Friday, March 30, 2012

So THIS is How Life is Supposed to Be!

Oh my GOODNESS!! Blog friends! I cannot even tell you how much fun I've had the last few days! Weeks even! Oh glory me! I don't know why I've been letting life slip by me for so many years, when I could've grabbed it by the throat long ago and said, "ENTERTAIN ME!" Instead, I've been buried in my own head just waiting for something to happen. No, no my friends. That is not how you get your kicks and giggles in life. That is how you ride in the back seat as it drives along without your control. Now, I'm sure you're wondering how I've managed to come to this conclusion! Now, I'll tell you!
Most of you know (well, actually all of you) that I am now 21 years of age. Whoop! I'm officially official!  No longer a non-entity who gets ripped off when it comes to insurance. Hello discounts! In any case, my actual birthday was actually pretty uneventful. I slept for most of it actually, and worked for the other portion. Which was actually awesome because I have some awesome girls who seem to love me and who can ask for more?! They surprised me with an Oreo cake which was delicious! I actually didn't even realize it was for me until I saw that it said 'Happy Birthday Sidney' on it! How thick can you get, really? It was almost pathetic that I had no clue! But those girls are so sweet! T-Bone and G-Money got me some Mac and Cheese and A1 steak sauce (because that is one of my favorite things EVER) and a gift card! Oh my gosh! How sweet are they!? They also offered to take me to lunch that day, but really! A girl can only get spoiled so much before she actually can tell she's rotting! But, I did go with them and laughed my head off for most of the time! How I love my gangsta girls! I also went to dinner with my family! Oh how sweet! I love my family!! We enjoyed a lovely dinner and CPK and just had a dandy time! I went to B&N and got a new book so that was awesome too! So that is how you beat the Birthday Blues in case you're wondering!! It's great!!

• DATA LISTING:

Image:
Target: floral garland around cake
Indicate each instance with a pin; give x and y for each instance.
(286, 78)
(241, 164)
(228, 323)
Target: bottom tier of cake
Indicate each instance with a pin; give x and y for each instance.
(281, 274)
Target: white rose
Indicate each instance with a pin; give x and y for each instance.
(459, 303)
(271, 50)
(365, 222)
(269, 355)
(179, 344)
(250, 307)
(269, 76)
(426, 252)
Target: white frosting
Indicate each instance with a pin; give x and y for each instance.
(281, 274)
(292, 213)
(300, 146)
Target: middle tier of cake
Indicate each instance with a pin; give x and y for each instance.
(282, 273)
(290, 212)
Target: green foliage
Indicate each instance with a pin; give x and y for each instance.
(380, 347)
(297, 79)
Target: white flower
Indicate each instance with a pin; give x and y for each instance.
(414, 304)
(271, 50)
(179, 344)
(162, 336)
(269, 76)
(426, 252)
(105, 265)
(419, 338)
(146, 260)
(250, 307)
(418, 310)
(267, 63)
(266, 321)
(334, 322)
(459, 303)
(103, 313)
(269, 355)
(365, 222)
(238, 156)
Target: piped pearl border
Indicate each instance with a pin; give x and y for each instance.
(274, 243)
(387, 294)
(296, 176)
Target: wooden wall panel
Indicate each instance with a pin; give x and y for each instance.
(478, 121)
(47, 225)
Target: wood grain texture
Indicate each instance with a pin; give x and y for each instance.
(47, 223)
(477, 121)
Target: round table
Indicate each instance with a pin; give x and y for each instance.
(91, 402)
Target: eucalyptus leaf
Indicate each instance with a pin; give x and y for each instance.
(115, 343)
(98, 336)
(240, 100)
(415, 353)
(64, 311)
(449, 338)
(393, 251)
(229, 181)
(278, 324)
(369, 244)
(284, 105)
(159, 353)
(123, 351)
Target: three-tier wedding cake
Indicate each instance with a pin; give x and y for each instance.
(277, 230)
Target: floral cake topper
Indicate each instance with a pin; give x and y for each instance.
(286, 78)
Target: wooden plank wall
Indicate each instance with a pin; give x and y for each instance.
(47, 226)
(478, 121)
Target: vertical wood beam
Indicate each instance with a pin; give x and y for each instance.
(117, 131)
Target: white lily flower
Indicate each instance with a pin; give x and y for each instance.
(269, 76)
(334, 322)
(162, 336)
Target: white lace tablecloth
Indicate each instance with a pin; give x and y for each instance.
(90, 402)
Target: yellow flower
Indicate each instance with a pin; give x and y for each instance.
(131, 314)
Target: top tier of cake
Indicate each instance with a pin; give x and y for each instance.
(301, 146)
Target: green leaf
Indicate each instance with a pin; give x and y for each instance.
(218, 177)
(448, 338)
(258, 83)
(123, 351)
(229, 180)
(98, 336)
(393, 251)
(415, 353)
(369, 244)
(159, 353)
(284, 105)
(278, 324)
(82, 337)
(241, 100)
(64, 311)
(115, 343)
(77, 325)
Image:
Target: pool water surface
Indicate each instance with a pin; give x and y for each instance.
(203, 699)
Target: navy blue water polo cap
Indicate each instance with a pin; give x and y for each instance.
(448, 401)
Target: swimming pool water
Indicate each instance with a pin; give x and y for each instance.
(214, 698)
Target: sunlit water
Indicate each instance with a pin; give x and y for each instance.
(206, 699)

...

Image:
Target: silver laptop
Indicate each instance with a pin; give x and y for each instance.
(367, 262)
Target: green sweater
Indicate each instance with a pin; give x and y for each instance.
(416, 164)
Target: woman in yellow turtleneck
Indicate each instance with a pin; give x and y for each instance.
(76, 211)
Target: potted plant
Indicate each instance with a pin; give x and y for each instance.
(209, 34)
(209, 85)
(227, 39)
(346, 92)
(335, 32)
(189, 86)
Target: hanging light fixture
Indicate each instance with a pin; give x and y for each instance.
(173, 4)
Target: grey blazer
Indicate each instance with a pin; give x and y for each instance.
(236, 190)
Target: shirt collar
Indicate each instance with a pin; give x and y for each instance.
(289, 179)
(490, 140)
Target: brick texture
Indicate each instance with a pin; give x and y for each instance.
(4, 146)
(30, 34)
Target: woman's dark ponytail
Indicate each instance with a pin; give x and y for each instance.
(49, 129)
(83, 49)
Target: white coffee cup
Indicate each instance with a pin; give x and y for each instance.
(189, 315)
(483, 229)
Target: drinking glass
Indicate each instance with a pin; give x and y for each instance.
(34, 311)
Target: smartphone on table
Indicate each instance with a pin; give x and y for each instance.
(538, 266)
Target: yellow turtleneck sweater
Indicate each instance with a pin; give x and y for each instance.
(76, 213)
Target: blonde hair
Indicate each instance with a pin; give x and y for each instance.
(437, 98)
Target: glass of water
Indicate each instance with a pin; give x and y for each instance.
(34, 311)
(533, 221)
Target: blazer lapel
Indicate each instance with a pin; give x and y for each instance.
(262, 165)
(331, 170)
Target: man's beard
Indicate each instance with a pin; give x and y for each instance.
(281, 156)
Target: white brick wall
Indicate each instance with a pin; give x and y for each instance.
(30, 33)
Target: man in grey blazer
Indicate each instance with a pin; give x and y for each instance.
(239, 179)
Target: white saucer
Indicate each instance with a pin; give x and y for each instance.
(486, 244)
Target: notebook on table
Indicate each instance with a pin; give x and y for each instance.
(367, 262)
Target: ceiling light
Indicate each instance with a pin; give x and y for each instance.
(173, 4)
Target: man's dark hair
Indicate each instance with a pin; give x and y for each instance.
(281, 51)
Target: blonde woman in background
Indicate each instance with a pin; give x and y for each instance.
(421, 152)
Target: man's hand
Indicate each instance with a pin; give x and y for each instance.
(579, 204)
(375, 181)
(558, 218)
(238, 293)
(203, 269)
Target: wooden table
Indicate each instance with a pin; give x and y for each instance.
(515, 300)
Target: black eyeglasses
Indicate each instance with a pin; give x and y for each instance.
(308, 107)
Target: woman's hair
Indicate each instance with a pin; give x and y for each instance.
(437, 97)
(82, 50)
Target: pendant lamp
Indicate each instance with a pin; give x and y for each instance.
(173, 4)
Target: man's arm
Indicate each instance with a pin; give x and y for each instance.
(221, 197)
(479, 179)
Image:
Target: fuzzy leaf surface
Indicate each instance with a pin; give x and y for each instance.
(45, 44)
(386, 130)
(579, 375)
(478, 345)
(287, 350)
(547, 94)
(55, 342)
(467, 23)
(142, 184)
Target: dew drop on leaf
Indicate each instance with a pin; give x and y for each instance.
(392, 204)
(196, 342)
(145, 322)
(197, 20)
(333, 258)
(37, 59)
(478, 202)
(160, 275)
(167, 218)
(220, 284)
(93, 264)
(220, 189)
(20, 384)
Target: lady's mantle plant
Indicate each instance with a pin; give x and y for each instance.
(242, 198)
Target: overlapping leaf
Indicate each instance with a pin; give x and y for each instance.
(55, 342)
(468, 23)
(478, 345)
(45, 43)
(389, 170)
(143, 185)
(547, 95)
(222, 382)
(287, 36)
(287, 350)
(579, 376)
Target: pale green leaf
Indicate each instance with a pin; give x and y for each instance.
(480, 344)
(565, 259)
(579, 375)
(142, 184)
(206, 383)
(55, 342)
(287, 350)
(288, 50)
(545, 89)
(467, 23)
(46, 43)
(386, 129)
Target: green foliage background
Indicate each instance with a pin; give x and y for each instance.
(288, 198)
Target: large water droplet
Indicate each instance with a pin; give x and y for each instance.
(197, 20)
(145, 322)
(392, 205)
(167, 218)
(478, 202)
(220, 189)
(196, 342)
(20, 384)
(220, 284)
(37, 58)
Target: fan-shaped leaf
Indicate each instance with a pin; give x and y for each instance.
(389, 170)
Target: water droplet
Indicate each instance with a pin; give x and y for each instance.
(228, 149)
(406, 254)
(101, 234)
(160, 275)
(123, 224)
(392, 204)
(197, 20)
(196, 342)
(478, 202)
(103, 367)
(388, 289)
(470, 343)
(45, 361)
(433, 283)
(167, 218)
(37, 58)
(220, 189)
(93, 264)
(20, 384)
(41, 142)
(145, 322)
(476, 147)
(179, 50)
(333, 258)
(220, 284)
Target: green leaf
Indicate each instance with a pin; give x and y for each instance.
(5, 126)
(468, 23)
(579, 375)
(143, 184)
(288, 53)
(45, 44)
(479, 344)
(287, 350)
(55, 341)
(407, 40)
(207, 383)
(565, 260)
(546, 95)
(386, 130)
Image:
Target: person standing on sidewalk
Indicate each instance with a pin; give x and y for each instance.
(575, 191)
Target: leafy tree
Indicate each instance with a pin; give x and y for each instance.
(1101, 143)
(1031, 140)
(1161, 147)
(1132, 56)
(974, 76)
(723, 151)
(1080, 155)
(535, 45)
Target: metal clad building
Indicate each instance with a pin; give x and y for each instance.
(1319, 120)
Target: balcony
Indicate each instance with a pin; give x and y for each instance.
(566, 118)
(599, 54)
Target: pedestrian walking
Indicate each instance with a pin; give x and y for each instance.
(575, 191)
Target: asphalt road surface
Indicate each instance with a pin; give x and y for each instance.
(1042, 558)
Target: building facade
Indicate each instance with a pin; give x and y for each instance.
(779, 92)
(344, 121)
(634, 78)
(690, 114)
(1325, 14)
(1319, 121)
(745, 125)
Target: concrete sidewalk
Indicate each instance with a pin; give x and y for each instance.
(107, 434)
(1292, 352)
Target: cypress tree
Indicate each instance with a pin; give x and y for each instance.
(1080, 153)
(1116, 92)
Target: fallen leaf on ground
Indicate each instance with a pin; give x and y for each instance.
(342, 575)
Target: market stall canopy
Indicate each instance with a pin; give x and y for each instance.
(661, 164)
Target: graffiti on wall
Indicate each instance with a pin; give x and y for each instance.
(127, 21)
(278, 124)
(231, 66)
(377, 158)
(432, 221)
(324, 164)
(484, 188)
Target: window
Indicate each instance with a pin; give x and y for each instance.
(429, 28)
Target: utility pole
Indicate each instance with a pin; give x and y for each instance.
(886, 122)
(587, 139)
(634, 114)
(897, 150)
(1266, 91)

==

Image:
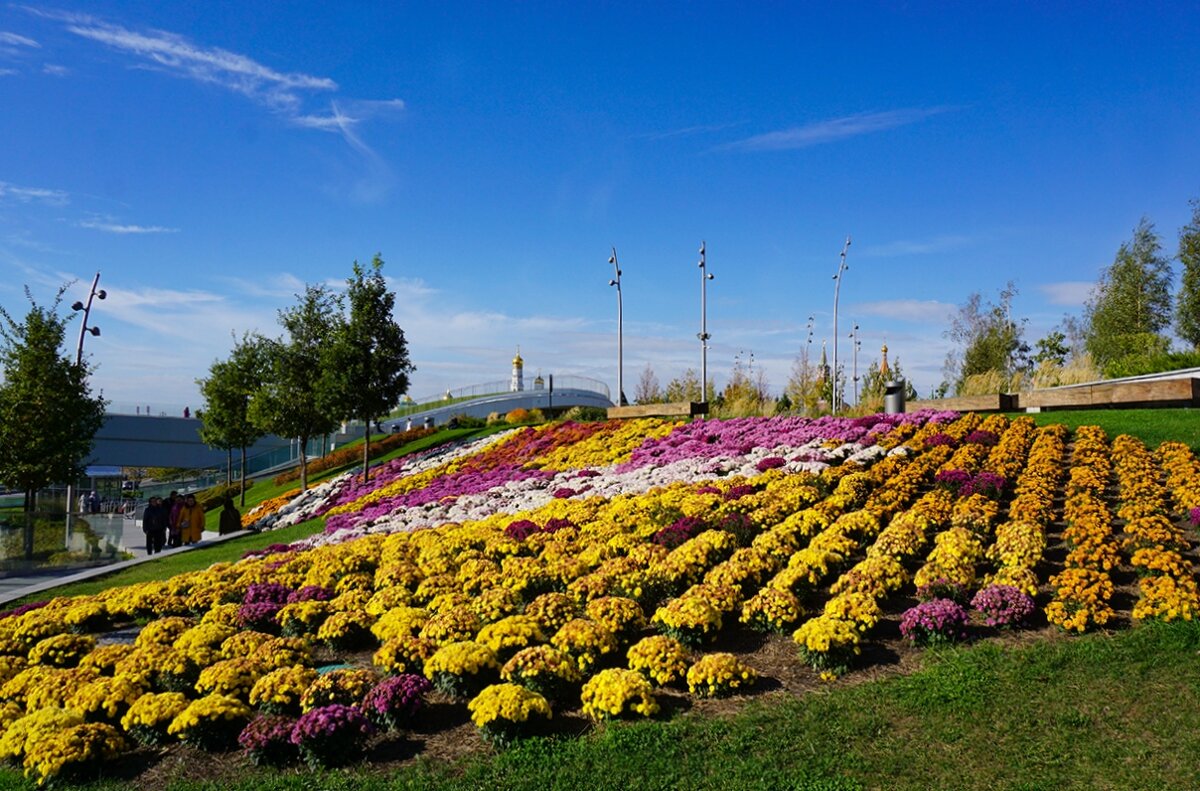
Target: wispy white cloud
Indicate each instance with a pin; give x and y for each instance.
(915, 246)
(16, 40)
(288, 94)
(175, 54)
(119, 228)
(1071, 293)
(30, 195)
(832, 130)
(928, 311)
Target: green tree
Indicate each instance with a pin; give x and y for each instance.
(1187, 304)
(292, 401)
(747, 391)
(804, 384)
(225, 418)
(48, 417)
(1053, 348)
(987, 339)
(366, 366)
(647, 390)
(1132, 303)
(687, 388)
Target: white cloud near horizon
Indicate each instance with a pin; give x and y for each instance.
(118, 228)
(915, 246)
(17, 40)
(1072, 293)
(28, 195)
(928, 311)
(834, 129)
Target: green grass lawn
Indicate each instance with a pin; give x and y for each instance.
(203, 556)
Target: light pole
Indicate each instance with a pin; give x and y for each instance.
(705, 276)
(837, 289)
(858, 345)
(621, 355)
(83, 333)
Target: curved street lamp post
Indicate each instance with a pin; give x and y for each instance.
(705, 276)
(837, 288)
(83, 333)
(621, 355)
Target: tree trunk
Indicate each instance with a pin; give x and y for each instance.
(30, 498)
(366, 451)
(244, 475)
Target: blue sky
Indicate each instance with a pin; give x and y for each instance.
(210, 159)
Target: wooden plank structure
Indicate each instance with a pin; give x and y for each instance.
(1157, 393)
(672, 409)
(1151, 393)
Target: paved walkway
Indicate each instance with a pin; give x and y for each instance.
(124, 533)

• REQUIRED WORK:
- 1) Could you transcribe everything in the blog post from "Oh my GOODNESS!!" down to "I'll tell you!"?
- 2) Answer these questions about the blog post:
(a) On what date is the blog post dated?
(b) What kind of cake did the girls at work surprise the writer with?
(c) Where did the writer get a new book?
- 3) Can you carry the birthday blog post further, picking up right after its final sentence?

• TASK ANSWERS:
- 1)
Oh my GOODNESS!! Blog friends! I cannot even tell you how much fun I've had the last few days! Weeks even! Oh glory me! I don't know why I've been letting life slip by me for so many years, when I could've grabbed it by the throat long ago and said, "ENTERTAIN ME!" Instead, I've been buried in my own head just waiting for something to happen. No, no my friends. That is not how you get your kicks and giggles in life. That is how you ride in the back seat as it drives along without your control. Now, I'm sure you're wondering how I've managed to come to this conclusion! Now, I'll tell you!

- 2)
(a) Friday, March 30, 2012
(b) An Oreo cake
(c) B&N

- 3)
Now! Onto the main event of this blog! Since we're all friends on Facebook, you've seen what I've been up to this week. Let's start with Wednesday! In fact, that is when this week started to get interesting! I have this awesome friend Matt! (Hello Matt!) Well, he is very much a boy in the fact that he is always getting a new toy, weather it be a car, a bicycle, or this week, motorcycle! The last time he came over to my house with a motorcycle, it took him forever to convince me that it was okay to get on it! It was a great first ride! The bike was slow and well... slow! This time, however, it was fast and FREAKING AWESOME! Though very cold. It was cold the first time though.. in any case, it was a blast and a total rush! He brought it over and said, "So, do you wanna..?" and before he could finish the sentence, I said,"I totally want to ride it!" I've got to tell you, it's sort of crazy riding off on the back of a motorcycle while your parents are watching! It made me feel like a wild child and that was a thrill!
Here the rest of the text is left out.